[Source records]
• • • • • • •
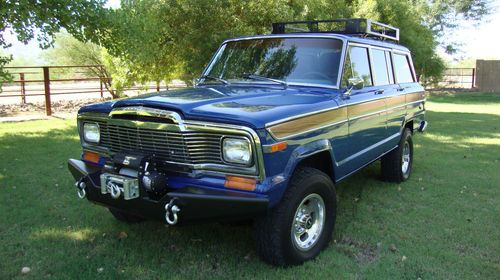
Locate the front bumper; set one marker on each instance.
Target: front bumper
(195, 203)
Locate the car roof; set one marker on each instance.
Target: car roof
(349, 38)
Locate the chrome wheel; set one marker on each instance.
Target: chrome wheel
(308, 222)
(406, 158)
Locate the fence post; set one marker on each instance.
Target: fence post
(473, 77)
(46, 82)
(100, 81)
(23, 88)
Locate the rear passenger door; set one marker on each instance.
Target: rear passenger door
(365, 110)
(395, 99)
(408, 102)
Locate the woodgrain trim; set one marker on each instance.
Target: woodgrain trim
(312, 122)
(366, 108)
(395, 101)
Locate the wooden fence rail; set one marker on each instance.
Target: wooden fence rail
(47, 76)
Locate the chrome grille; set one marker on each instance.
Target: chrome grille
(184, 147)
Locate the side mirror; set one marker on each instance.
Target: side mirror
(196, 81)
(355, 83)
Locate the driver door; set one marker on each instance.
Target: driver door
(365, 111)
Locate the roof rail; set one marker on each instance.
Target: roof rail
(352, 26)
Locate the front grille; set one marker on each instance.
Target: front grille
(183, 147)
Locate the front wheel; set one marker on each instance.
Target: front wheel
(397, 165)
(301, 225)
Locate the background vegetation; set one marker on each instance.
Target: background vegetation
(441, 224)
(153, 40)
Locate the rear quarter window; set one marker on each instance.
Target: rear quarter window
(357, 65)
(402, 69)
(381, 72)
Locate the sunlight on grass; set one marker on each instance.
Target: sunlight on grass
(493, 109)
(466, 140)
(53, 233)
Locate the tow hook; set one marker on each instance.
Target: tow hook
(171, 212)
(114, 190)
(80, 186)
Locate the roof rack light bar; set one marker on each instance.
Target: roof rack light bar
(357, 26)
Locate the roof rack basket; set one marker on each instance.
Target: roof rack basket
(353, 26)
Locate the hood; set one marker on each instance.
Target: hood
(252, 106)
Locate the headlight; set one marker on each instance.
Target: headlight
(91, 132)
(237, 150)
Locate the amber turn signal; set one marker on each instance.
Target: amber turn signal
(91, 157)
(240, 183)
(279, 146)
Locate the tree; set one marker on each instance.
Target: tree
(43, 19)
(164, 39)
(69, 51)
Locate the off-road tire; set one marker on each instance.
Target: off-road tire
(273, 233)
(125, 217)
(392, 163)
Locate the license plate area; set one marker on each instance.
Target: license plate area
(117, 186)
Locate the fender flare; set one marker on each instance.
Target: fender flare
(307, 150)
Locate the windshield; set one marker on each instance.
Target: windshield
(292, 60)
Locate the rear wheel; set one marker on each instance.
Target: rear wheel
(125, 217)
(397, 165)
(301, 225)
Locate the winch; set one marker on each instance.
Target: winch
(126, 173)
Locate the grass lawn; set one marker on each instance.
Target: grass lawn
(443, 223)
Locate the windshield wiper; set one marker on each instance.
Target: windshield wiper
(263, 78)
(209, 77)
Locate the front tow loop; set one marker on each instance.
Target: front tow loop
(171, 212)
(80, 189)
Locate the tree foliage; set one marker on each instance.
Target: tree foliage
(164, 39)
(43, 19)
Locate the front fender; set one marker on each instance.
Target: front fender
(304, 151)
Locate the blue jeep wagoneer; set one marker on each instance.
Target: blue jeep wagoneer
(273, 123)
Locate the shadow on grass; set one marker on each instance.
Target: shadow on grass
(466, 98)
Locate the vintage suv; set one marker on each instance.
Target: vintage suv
• • • • • • •
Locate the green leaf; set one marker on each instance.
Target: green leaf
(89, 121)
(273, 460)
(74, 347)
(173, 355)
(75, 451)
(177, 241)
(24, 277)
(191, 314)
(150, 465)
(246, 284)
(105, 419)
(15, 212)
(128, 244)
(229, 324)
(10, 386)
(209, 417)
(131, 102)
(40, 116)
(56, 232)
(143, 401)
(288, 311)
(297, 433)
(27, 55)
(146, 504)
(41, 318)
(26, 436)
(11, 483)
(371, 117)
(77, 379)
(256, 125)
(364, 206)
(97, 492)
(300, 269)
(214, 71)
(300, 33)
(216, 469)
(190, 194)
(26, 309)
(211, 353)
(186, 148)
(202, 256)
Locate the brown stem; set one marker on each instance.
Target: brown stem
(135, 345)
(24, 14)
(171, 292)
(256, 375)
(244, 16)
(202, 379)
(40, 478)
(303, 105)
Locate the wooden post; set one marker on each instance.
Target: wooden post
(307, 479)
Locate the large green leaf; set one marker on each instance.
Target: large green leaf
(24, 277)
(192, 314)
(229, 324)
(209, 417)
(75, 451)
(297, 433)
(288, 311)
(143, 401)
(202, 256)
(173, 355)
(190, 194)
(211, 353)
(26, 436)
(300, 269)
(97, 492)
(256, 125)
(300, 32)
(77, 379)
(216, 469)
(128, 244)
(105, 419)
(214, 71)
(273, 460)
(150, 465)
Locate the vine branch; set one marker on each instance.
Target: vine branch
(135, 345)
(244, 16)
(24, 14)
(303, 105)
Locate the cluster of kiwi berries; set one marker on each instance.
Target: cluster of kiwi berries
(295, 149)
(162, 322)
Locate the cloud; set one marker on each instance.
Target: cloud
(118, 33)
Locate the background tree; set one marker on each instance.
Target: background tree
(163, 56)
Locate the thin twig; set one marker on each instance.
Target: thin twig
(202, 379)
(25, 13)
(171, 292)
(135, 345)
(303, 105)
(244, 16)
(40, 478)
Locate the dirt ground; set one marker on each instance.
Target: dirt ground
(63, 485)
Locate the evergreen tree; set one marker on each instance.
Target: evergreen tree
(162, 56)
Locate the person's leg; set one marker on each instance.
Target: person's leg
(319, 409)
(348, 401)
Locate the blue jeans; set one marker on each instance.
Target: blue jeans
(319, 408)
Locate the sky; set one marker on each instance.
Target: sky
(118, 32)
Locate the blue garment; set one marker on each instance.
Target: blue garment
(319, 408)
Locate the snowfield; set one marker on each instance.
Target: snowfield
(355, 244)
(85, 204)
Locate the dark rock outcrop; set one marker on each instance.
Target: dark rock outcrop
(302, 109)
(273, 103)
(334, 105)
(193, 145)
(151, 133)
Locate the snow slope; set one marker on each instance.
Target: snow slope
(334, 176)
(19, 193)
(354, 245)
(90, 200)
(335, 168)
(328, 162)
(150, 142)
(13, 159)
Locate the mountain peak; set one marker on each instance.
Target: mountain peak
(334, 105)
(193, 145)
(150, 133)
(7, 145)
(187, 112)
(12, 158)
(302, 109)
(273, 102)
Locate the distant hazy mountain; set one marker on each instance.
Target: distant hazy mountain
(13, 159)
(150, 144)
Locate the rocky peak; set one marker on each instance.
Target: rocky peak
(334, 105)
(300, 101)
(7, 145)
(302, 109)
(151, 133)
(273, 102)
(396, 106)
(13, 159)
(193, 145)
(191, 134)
• • • • • • •
TASK TO CARRY OUT: Above this instruction are the records; retype exactly the lines from the one containing "Target: winch" up to and including the one containing "Target: vintage suv".

ANSWER TO THE PROBLEM:
Target: winch
(126, 173)
Locate the grass lawn; set one marker on each instance.
Target: grass lawn
(443, 223)
Locate the windshield wiper; set one marker on each instance.
Target: windshield wiper
(263, 78)
(209, 77)
Locate the front tow loop; set one marker on each instance.
Target: front tow loop
(171, 212)
(80, 189)
Locate the tree foliage; set one marker on each instance.
Target: tree foliage
(164, 39)
(43, 19)
Locate the front fender; set one marker on each instance.
Target: front fender
(304, 151)
Locate the blue jeep wagoneer; set one marker on each instance.
Target: blue jeep wagoneer
(273, 123)
Locate the shadow on grass; set one marker on each instance.
Target: shadow on grass
(466, 98)
Locate the vintage suv; set one marker on each instance.
Target: vintage suv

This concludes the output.